TASK -
Lay out as a numbered list every line of the items, starting with the first line and going on through the line that contains "Each instance is", and leave out any blank lines.

Outline records:

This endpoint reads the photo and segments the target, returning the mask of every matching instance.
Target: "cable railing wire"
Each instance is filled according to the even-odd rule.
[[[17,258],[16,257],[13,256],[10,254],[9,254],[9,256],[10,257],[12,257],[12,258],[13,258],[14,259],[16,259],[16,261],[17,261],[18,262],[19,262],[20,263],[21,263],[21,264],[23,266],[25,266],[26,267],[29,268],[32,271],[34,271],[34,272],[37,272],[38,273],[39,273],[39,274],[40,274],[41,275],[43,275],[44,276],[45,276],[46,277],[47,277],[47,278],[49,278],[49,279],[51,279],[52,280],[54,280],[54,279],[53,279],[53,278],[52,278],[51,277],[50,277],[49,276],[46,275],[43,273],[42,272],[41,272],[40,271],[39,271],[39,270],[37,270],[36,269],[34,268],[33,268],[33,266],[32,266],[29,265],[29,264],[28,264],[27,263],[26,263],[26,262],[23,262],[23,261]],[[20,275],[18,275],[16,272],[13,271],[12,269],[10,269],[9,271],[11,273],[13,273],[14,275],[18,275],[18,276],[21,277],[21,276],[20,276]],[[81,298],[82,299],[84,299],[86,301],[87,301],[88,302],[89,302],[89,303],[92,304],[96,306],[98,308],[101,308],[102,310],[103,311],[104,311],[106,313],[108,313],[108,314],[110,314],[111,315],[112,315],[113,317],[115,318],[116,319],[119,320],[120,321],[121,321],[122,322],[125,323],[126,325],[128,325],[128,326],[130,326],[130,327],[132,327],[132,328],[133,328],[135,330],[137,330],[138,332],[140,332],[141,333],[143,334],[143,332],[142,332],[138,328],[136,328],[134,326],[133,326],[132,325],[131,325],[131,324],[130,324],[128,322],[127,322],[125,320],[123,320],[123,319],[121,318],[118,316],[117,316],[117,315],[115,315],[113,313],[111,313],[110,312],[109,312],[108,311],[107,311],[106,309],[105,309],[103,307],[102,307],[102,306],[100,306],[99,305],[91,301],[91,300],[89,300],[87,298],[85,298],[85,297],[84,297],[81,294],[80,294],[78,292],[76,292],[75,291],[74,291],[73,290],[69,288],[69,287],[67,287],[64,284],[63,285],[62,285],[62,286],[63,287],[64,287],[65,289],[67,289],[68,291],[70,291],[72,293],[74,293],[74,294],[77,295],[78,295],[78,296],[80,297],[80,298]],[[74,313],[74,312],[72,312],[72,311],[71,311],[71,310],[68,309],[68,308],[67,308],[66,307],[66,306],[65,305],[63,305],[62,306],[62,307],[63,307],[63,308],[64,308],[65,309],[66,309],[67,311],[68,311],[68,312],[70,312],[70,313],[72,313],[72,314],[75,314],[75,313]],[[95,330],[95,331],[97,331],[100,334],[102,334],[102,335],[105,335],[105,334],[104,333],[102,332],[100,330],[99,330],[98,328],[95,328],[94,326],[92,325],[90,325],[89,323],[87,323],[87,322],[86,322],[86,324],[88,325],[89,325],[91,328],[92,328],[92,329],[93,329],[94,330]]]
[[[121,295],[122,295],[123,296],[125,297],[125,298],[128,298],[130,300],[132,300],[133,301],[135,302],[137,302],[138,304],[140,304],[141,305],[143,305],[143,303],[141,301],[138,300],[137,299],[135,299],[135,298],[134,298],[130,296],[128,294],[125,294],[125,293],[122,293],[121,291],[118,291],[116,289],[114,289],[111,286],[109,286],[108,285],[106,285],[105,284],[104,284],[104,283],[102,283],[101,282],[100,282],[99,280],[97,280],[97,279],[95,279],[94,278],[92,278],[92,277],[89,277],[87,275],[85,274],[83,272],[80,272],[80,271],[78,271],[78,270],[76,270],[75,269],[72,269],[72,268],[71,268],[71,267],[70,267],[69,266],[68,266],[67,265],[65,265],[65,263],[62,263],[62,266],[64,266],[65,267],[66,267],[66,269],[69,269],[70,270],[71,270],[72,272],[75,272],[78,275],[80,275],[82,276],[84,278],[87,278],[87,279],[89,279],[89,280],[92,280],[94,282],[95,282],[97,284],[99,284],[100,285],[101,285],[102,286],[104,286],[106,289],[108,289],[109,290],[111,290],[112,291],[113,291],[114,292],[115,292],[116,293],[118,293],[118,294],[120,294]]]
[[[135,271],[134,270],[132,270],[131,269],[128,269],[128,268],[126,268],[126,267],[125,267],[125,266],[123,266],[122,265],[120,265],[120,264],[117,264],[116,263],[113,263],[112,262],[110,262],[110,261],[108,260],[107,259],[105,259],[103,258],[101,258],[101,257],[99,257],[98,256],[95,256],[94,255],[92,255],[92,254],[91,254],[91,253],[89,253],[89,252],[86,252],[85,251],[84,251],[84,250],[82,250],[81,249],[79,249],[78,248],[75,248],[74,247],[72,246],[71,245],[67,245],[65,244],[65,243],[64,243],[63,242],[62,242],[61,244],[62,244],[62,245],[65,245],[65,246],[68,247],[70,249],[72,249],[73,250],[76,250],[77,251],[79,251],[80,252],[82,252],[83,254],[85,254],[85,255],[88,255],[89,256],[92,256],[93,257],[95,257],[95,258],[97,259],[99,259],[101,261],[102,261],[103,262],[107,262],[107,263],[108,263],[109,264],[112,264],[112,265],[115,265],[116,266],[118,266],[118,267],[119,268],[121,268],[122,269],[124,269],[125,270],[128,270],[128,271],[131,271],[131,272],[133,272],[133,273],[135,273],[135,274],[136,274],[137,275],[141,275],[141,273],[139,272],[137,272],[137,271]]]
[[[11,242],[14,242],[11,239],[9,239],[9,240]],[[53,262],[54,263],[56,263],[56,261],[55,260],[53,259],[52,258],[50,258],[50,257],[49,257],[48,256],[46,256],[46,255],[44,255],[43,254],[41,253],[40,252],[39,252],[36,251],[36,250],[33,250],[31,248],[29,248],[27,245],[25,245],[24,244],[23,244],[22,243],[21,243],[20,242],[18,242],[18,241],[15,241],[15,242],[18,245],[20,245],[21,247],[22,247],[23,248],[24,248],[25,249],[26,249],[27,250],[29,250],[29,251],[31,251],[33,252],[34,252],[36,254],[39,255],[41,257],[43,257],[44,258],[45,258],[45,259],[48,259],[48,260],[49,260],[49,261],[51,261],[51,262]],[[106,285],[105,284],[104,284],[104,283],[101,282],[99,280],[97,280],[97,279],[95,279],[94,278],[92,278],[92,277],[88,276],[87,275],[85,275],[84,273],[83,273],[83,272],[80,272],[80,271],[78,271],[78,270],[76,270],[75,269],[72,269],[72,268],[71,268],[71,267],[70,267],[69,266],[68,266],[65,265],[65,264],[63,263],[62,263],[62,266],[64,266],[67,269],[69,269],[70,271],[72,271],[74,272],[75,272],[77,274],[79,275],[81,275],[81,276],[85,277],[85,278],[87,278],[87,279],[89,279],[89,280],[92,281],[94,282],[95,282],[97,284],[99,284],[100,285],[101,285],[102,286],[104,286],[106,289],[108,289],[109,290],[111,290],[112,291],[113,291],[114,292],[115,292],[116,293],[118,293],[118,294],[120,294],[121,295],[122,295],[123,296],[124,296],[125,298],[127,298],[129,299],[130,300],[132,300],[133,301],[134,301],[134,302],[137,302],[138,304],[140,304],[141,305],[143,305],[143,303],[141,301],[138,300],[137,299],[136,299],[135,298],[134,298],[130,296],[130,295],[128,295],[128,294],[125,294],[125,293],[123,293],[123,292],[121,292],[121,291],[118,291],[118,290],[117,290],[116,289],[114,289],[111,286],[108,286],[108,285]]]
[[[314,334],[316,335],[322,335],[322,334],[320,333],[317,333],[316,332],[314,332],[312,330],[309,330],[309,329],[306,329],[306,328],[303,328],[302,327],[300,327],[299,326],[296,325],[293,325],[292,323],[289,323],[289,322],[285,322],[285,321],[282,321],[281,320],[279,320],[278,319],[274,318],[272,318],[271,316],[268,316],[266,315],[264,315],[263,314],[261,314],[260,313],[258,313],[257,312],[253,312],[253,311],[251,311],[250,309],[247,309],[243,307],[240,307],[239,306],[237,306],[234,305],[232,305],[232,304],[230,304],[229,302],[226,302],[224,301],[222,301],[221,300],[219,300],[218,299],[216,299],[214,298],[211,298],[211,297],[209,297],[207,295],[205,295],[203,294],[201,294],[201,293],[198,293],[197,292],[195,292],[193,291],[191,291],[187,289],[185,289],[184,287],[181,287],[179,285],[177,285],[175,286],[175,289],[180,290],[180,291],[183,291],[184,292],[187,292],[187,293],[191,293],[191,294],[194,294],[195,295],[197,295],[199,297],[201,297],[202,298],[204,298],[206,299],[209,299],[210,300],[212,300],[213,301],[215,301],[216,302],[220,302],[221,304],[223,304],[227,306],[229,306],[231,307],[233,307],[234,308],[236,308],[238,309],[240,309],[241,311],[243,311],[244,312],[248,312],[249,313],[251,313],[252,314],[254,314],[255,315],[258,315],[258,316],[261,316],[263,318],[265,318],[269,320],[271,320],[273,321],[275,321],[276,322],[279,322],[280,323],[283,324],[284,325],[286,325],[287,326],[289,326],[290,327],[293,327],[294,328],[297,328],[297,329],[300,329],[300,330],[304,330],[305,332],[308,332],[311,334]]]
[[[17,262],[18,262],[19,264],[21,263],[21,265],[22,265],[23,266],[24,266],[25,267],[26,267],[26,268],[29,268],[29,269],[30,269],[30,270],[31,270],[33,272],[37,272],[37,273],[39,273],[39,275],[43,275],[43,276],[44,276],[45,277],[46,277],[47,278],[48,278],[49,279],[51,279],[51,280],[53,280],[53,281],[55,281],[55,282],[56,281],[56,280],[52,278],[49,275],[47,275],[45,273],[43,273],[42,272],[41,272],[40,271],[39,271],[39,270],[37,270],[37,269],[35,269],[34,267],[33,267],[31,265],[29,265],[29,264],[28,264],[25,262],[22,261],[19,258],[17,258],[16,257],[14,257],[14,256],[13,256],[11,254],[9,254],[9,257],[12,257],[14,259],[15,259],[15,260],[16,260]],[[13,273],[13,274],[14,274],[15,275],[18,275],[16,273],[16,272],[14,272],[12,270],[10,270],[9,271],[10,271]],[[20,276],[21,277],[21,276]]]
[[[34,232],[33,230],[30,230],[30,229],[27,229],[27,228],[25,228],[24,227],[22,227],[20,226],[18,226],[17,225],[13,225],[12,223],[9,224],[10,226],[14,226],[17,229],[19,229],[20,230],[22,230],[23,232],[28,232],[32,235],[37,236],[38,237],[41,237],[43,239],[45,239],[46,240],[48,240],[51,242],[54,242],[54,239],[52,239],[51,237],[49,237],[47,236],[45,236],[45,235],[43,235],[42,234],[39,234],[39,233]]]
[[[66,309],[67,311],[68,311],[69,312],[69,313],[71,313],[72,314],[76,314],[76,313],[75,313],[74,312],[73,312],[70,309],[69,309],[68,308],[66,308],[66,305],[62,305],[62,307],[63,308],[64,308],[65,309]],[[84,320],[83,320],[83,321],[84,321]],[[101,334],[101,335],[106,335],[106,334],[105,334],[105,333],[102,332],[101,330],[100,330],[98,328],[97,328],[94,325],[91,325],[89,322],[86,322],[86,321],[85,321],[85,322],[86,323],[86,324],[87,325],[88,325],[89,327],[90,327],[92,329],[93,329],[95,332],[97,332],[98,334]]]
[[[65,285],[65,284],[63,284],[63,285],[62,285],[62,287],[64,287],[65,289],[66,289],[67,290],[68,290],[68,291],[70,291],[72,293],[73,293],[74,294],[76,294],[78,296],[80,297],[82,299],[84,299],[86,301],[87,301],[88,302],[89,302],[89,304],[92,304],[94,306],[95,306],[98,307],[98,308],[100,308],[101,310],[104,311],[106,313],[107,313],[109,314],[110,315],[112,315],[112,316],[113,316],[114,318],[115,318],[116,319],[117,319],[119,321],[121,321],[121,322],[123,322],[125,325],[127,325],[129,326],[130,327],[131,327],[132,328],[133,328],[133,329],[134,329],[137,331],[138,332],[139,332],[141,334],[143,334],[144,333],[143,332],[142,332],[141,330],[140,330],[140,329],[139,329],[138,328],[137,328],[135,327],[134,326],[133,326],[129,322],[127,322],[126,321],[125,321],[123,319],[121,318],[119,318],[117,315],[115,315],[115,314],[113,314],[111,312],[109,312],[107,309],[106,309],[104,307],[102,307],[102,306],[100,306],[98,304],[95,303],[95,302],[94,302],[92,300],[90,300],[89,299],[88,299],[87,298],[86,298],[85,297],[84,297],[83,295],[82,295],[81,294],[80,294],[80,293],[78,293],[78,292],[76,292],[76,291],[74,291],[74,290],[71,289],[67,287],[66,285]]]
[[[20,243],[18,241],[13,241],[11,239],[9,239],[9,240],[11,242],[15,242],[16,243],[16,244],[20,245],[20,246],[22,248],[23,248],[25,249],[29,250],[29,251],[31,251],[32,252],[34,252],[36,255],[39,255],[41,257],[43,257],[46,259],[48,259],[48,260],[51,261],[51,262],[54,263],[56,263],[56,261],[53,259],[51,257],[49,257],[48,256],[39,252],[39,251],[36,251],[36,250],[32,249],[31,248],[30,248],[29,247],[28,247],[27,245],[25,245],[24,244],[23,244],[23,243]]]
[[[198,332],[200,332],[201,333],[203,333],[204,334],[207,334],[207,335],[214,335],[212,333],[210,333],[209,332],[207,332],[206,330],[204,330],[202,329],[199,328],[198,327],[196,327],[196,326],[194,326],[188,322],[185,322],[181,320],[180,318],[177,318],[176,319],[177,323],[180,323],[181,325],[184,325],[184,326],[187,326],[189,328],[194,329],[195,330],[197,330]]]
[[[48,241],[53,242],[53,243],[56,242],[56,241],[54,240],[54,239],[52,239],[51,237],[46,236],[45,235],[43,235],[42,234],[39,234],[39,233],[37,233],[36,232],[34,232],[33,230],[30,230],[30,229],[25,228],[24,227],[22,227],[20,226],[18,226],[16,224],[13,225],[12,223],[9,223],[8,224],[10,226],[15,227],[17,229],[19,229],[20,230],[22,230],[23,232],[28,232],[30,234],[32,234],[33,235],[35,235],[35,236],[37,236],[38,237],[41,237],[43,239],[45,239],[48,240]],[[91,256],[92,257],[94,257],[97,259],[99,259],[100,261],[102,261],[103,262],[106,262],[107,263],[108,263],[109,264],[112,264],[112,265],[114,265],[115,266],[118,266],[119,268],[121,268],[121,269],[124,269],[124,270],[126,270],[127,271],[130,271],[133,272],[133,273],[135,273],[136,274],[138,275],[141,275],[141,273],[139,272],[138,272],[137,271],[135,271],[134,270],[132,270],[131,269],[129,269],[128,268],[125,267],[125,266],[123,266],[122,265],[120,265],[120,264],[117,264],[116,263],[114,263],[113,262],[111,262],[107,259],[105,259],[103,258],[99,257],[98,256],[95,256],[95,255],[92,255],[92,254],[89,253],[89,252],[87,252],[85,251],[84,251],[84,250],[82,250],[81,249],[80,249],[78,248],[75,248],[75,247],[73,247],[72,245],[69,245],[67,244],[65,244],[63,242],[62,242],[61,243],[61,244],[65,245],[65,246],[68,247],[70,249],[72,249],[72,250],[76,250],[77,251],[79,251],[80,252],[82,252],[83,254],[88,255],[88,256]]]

EXERCISE ANSWER -
1. This endpoint reads the photo and segments the target, returning the mask of every matching instance.
2. Target: "cable railing wire"
3. Each instance is filled according to the even-odd rule.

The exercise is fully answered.